◆ Input material:
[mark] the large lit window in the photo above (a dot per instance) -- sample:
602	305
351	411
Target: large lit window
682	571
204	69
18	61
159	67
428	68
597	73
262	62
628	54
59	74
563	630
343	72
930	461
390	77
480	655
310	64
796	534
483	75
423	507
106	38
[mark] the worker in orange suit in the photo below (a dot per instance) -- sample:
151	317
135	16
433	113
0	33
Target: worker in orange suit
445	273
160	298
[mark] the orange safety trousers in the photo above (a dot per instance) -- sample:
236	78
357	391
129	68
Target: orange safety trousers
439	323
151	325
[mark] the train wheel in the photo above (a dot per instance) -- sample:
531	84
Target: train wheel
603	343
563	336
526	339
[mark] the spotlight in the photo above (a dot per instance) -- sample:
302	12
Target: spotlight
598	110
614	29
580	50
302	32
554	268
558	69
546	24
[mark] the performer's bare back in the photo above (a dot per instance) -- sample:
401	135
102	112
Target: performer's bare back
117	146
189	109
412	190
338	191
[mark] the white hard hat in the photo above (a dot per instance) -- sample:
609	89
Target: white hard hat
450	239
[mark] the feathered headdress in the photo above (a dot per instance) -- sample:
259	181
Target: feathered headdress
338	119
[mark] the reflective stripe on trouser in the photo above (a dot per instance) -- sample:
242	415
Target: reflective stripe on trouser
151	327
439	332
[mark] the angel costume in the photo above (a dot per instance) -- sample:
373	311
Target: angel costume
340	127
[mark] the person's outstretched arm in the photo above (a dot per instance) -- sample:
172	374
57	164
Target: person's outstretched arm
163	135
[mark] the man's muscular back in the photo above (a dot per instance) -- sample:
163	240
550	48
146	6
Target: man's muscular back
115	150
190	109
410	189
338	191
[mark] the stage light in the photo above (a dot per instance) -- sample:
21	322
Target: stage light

◆ About this exercise:
Could you give every entry again, exactly as written?

◆ Your solution:
[mark] the large lit window in the photo above (a dot per instance) -- sample:
602	305
351	411
Target: large lit window
682	571
204	69
18	61
159	67
428	68
597	73
262	62
628	54
59	74
563	630
343	72
930	461
390	77
480	655
310	64
796	534
483	75
423	507
106	38
[mark] the worker in orange suit in the photo below (a dot per instance) -- sample:
151	317
135	16
433	113
0	33
Target: worker in orange suit
445	273
160	298
[mark] the orange safety trousers in the photo above (a dot per instance) -- sample:
236	78
357	391
129	68
Target: orange safety trousers
439	323
151	325
[mark] the train wheel in the photo above (a dot per instance) -- sample:
531	84
Target: train wheel
603	343
563	336
526	339
[mark] the spotlight in the photo above (a dot per instance) -- sample:
302	12
Target: spotlight
598	110
614	29
580	50
302	32
554	268
558	69
546	24
[mark] the performer's bare back in the photo above (a dot per instance) -- sample:
401	135
102	112
Target: performer's bare back
117	146
189	109
412	190
338	191
[mark] the white hard hat in the photo above (a dot per instance) -- sample:
609	89
Target: white hard hat
450	239
[mark] the feathered headdress in the photo above (a dot per instance) -- sample:
259	181
Target: feathered headdress
338	119
[mark] the reflective stripe on trouser in the photo above (a dot per instance) -- sample:
242	415
Target: reflective stripe on trouser
151	327
439	332
[mark] the angel costume in the photo above (a dot per instance) -- sample:
373	311
Target: angel costume
340	127
[mark] the person's outstretched arm in the photo above (a dot per instance) -- sample:
172	374
57	164
Target: person's outstretched arm
163	135
[mark] the man's muscular back in the photo above (a dot per instance) -- sample:
163	240
550	48
146	6
Target: man's muscular back
115	150
190	109
410	189
338	191
[mark] the stage light in the photo above (a dot per instance) -- sample:
21	322
Target: stage light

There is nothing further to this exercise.